▶ Task description
Within the entries below, count the lines that hold the string "white" and give only that number.

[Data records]
[Start of section]

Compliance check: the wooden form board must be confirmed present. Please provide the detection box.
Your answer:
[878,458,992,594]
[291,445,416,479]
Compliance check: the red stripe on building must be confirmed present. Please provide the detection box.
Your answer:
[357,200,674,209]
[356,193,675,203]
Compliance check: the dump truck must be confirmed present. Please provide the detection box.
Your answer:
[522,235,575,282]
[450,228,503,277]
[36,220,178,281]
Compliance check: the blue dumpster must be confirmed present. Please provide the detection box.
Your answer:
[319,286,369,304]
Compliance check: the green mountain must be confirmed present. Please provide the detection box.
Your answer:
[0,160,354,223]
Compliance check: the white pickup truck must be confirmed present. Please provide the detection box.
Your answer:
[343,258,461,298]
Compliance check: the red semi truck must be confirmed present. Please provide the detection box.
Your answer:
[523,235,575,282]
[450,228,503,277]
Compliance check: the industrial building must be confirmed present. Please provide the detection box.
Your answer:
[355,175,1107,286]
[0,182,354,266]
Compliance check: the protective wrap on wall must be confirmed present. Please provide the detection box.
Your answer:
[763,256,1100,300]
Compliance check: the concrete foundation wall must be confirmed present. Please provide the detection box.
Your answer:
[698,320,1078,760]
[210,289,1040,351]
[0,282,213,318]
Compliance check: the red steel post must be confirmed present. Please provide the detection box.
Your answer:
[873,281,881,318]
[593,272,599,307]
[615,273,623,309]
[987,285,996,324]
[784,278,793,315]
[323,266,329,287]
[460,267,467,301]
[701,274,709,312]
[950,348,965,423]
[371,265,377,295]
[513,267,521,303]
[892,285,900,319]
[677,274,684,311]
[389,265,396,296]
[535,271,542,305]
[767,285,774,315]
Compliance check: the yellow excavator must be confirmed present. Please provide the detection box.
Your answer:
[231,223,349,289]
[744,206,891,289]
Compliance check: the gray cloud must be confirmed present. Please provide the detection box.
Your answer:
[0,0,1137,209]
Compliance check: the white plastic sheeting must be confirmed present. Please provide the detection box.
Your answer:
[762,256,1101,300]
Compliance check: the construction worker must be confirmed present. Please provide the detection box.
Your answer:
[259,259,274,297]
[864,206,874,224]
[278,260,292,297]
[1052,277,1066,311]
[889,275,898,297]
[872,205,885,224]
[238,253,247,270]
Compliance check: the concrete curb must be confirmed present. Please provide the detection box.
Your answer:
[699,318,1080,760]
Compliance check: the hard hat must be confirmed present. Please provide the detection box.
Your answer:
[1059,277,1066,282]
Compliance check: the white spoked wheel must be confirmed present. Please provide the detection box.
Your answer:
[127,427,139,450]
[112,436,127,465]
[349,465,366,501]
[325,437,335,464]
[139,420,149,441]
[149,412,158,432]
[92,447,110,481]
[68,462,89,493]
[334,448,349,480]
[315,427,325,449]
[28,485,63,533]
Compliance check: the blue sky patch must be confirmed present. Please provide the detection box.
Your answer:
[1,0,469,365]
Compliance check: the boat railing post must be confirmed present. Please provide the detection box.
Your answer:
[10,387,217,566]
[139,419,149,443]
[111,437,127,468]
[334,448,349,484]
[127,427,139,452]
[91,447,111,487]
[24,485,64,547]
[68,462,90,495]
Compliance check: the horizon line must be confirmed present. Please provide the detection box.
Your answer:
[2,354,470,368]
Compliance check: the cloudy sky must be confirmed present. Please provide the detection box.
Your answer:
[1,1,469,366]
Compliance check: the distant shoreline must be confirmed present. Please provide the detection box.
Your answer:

[End of section]

▶ The answer
3